## TASK BRIEF
All of the records must come back exactly. Please repeat them in full.

## SOURCE MATERIAL
----------
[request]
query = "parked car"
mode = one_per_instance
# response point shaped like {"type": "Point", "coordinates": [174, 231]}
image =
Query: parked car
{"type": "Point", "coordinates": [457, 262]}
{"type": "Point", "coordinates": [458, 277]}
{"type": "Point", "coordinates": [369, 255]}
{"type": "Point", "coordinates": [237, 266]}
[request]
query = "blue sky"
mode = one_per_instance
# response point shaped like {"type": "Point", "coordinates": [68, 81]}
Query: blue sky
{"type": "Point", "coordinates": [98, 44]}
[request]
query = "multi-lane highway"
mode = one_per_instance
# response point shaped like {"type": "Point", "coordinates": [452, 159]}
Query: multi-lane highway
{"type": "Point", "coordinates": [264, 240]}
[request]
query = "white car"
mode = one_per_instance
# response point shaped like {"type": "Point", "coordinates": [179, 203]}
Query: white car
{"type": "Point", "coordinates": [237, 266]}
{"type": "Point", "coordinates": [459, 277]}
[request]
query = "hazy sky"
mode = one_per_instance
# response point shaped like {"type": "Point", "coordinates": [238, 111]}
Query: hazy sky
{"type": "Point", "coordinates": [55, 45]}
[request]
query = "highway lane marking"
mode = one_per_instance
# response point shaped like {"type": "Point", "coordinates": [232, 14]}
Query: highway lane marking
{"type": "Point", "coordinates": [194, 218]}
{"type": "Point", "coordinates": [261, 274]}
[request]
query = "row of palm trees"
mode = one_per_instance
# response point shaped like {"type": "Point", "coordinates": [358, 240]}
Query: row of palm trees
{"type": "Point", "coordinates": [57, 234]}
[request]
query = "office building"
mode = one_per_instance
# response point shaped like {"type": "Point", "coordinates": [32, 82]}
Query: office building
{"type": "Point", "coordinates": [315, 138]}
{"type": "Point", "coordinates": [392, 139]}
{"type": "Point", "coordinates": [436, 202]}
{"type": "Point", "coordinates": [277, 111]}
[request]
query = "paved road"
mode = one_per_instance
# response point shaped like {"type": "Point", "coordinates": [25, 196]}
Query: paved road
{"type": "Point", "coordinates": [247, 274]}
----------
## SOLUTION TO THE PROBLEM
[request]
query = "parked car"
mode = one_per_instance
# response point shaped like {"type": "Point", "coordinates": [174, 231]}
image =
Query: parked car
{"type": "Point", "coordinates": [457, 262]}
{"type": "Point", "coordinates": [458, 277]}
{"type": "Point", "coordinates": [369, 255]}
{"type": "Point", "coordinates": [237, 266]}
[request]
query = "blue sky"
mode = one_per_instance
# response point shaped like {"type": "Point", "coordinates": [68, 81]}
Query: blue sky
{"type": "Point", "coordinates": [98, 44]}
[request]
query = "multi-lane highway"
mode = one_per_instance
# response point shaped like {"type": "Point", "coordinates": [452, 159]}
Query: multi-lane highway
{"type": "Point", "coordinates": [264, 240]}
[request]
query = "white car"
mode = one_per_instance
# response point shaped like {"type": "Point", "coordinates": [179, 203]}
Query: white car
{"type": "Point", "coordinates": [237, 266]}
{"type": "Point", "coordinates": [459, 277]}
[request]
query = "hazy sky"
mode = one_per_instance
# response point shaped like {"type": "Point", "coordinates": [238, 111]}
Query: hazy sky
{"type": "Point", "coordinates": [55, 45]}
[request]
query = "highway lane marking"
mode = one_per_instance
# response point shaped like {"type": "Point", "coordinates": [232, 14]}
Query: highway lane marking
{"type": "Point", "coordinates": [194, 218]}
{"type": "Point", "coordinates": [261, 274]}
[request]
query = "row of palm trees"
mode = one_per_instance
# response point shaped like {"type": "Point", "coordinates": [358, 240]}
Query: row of palm trees
{"type": "Point", "coordinates": [57, 234]}
[request]
query = "office building"
mode = one_per_instance
# response point shaped like {"type": "Point", "coordinates": [32, 82]}
Query: office building
{"type": "Point", "coordinates": [315, 138]}
{"type": "Point", "coordinates": [392, 139]}
{"type": "Point", "coordinates": [436, 202]}
{"type": "Point", "coordinates": [277, 111]}
[request]
query = "paved road"
mode = one_per_instance
# response point shaped like {"type": "Point", "coordinates": [25, 196]}
Query: paved road
{"type": "Point", "coordinates": [247, 274]}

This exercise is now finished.